- [Exercise aim] An exact copy of the listing is what is needed here; write it out in full.
Input records below:
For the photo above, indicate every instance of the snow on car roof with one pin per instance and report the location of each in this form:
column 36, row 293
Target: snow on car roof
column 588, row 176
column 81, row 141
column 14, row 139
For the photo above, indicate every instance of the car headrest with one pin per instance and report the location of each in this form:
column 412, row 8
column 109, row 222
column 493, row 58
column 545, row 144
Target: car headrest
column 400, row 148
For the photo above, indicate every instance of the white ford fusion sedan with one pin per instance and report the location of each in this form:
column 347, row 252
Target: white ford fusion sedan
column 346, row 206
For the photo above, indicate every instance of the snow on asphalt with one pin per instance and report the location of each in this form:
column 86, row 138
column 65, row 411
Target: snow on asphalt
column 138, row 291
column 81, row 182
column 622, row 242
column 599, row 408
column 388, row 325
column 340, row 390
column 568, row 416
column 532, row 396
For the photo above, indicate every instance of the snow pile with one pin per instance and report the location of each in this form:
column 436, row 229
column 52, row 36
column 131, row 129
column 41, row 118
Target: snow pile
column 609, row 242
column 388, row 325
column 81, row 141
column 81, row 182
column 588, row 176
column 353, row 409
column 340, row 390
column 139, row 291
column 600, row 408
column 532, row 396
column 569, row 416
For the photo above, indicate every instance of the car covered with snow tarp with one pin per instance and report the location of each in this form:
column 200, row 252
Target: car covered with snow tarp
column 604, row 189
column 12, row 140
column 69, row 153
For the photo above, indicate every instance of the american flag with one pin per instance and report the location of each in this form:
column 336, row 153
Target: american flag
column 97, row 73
End of Input records.
- [Response area]
For the photo above, indicate every instance of the snow on car roof with one pin per instance and report the location of each in this form:
column 36, row 293
Target: snow on car roof
column 588, row 176
column 81, row 141
column 14, row 139
For the photo above, indicate every instance of the car headrest with one pin per instance and report the location of each in this form:
column 412, row 8
column 109, row 222
column 493, row 58
column 545, row 144
Target: car headrest
column 400, row 148
For the photo above, indicate every instance of the white ford fusion sedan with one pin per instance and report the location of each in this form:
column 347, row 252
Target: white ford fusion sedan
column 346, row 206
For the photo above, indicate every instance of the snow on asphalt with one pin per instance and report the location of each in this form:
column 86, row 138
column 65, row 411
Target: snow on asphalt
column 138, row 291
column 81, row 182
column 622, row 242
column 599, row 408
column 388, row 325
column 340, row 390
column 568, row 416
column 532, row 396
For the photo above, indicate every instance of the snow pile with one pin per instance and report the location of each in this form:
column 436, row 229
column 52, row 36
column 131, row 129
column 41, row 118
Target: snow pile
column 609, row 242
column 388, row 325
column 81, row 141
column 81, row 182
column 588, row 176
column 353, row 409
column 340, row 390
column 139, row 291
column 600, row 408
column 532, row 396
column 569, row 416
For the photo above, indicate every instance of the car covered with snow tarp with one pin per instance and report the location of each in this form:
column 200, row 252
Target: car covered with snow tarp
column 604, row 189
column 12, row 140
column 69, row 153
For the photo above, indicate every instance of the american flag with one pin per instance and report the location of each in this form:
column 336, row 153
Target: american flag
column 97, row 73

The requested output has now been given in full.